AVAILABLE RECORDS:
================================
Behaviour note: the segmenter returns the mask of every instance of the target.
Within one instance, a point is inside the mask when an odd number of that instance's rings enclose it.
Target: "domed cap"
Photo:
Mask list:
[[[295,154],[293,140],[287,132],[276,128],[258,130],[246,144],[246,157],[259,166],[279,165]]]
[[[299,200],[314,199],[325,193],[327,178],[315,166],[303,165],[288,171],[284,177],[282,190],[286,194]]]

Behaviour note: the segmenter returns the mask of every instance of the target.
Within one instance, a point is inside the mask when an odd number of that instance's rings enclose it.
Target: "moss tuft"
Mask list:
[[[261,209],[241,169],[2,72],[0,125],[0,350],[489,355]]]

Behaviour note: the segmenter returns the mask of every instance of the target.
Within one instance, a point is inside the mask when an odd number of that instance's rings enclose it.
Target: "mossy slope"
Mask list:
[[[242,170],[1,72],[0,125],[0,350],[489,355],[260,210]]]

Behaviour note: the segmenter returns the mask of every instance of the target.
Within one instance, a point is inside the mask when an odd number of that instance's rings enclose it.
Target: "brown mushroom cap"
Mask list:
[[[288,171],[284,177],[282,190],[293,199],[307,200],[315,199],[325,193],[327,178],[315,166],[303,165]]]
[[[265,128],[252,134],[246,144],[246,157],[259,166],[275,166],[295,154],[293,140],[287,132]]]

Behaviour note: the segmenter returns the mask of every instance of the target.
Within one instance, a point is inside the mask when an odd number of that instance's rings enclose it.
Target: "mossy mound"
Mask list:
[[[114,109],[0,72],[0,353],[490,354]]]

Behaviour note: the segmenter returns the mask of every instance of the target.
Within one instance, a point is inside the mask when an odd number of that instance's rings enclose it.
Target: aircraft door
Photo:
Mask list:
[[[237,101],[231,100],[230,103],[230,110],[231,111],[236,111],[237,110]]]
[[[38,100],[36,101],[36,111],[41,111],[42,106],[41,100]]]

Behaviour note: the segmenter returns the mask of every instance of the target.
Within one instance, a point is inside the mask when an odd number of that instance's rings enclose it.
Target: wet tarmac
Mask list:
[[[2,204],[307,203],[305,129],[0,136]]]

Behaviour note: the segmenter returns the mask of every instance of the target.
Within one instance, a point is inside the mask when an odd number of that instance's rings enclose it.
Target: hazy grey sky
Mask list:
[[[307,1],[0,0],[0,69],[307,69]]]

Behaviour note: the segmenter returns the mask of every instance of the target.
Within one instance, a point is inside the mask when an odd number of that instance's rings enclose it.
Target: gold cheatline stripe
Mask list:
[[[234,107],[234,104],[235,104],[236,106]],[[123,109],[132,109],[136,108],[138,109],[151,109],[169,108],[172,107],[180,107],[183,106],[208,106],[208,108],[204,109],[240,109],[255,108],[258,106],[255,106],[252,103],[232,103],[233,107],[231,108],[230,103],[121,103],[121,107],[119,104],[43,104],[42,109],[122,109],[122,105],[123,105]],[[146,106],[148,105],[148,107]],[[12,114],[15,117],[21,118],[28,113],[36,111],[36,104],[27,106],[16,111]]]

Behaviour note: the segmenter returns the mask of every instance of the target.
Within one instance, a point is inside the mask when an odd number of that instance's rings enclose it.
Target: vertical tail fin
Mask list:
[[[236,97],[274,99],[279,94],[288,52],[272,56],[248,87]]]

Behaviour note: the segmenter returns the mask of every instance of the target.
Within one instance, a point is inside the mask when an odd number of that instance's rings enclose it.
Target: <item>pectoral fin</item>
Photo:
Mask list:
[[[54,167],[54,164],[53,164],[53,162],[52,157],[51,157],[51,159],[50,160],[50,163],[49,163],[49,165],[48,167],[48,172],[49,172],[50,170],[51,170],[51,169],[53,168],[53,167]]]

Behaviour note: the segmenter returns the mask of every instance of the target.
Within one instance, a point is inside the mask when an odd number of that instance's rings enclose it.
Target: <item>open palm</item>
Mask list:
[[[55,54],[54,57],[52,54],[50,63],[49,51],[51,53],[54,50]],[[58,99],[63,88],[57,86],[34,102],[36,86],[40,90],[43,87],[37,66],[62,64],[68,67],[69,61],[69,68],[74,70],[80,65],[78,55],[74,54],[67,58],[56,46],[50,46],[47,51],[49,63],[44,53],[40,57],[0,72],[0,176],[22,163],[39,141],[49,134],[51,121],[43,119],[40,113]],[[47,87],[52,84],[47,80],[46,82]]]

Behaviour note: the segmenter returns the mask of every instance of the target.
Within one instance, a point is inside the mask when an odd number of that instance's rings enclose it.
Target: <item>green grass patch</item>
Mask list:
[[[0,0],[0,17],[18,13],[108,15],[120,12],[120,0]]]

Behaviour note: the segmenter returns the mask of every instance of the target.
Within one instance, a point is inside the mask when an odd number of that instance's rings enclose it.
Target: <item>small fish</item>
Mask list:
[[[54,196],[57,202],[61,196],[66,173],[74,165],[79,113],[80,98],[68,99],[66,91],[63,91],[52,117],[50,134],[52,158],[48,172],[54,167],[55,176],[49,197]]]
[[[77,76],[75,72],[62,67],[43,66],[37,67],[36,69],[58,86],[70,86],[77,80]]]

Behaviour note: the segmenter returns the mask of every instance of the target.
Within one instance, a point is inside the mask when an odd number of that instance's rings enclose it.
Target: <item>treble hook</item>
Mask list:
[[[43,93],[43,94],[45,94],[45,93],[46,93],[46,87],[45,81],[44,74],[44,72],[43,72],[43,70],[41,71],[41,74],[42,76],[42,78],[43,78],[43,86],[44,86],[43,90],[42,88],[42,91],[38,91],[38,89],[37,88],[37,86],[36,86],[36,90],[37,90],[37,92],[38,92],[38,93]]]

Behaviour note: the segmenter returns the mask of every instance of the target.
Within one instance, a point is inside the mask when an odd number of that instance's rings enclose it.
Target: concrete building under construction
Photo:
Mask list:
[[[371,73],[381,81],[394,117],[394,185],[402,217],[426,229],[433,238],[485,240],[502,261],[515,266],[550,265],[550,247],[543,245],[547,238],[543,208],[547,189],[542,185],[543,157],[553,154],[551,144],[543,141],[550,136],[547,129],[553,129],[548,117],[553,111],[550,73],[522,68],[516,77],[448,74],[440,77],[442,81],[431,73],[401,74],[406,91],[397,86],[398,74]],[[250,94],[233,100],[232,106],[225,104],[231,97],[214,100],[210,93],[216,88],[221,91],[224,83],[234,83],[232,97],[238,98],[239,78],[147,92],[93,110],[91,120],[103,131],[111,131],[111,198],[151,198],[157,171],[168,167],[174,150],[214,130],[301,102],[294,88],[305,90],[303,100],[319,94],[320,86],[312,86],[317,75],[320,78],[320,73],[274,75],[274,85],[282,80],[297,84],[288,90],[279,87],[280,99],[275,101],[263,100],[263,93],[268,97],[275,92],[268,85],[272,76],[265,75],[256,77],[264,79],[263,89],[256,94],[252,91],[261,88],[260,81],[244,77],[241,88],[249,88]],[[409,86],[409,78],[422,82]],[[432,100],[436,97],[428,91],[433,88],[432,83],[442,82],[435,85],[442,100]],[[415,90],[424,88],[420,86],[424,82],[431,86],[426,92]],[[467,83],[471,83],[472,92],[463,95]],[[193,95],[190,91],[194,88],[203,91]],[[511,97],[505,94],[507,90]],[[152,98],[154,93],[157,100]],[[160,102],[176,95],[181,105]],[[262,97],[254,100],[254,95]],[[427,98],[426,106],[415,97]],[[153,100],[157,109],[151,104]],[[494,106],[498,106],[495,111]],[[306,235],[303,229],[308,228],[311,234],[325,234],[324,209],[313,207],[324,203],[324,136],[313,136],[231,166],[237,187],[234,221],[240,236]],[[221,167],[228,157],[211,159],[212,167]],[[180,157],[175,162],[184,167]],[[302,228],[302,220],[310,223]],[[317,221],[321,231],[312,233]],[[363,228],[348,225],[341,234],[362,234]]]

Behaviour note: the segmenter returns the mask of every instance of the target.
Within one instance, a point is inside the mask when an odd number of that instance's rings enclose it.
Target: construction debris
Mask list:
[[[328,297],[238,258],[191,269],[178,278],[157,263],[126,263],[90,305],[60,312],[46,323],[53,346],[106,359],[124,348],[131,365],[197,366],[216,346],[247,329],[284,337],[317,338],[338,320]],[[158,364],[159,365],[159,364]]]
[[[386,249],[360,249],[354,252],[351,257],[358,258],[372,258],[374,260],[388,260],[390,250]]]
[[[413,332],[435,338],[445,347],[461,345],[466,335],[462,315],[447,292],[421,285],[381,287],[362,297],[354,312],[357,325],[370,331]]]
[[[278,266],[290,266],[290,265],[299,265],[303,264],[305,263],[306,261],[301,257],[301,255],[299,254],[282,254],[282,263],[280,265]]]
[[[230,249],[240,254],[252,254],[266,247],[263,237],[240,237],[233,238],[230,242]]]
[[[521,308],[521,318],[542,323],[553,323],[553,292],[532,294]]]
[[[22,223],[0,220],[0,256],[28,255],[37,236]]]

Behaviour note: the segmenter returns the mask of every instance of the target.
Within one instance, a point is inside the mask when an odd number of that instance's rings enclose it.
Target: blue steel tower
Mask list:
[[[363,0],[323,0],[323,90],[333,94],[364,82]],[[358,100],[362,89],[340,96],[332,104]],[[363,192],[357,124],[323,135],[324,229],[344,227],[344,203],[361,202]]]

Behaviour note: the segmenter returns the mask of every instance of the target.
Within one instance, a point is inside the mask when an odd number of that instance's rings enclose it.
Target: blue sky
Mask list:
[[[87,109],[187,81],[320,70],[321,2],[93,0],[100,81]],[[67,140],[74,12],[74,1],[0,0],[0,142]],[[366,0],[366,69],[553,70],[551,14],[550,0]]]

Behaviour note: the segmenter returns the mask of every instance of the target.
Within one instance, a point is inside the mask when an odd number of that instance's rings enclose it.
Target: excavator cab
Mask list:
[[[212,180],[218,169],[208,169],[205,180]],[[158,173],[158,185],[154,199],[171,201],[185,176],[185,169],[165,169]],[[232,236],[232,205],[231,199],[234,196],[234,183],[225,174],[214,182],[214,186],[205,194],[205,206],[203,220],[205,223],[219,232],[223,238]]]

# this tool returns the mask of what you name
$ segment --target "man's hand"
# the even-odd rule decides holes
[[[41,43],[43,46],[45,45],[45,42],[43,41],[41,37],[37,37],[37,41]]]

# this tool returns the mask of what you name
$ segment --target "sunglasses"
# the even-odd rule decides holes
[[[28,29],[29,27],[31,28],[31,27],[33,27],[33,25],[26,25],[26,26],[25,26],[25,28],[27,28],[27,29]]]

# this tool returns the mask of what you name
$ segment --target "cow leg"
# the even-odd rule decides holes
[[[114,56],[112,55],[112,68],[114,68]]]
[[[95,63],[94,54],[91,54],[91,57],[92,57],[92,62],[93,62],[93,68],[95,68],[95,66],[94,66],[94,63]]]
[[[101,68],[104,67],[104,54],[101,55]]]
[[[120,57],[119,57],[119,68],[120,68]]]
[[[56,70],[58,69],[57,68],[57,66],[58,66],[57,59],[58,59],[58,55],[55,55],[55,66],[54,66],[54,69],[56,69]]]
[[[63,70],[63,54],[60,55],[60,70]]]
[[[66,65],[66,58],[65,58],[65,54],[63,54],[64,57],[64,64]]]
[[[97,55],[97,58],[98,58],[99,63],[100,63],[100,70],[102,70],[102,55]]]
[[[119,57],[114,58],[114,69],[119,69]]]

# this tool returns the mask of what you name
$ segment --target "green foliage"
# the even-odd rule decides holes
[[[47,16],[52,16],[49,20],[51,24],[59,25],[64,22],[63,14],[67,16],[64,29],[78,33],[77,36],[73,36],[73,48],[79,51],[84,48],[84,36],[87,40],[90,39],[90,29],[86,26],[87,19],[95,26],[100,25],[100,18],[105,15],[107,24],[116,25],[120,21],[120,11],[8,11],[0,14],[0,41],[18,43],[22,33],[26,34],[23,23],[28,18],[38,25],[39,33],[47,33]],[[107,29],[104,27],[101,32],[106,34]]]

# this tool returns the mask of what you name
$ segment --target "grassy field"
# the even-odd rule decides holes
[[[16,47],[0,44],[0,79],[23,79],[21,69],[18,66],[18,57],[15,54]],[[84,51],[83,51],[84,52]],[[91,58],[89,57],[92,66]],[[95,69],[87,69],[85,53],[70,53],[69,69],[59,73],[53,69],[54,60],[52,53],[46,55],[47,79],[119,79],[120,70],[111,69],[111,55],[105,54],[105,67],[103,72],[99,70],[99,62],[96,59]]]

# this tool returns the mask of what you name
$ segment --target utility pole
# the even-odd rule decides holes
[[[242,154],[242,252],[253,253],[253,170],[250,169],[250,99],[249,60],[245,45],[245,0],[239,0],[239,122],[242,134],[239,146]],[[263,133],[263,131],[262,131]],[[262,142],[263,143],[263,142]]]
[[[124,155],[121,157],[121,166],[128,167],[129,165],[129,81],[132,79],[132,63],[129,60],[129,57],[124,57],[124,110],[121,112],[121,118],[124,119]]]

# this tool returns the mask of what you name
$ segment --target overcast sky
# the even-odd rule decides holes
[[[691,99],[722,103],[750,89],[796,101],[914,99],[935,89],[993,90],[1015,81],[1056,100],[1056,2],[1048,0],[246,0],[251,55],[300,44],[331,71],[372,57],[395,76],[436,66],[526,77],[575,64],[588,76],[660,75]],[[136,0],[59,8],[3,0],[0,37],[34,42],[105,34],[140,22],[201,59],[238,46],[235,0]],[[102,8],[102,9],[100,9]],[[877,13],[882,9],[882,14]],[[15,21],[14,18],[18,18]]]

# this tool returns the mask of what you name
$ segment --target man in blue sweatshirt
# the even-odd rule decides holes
================================
EXERCISE OBJECTIVE: Show each line of the material above that contains the word "construction".

RESULT OF THIS TASK:
Target: concrete building under construction
Target: construction debris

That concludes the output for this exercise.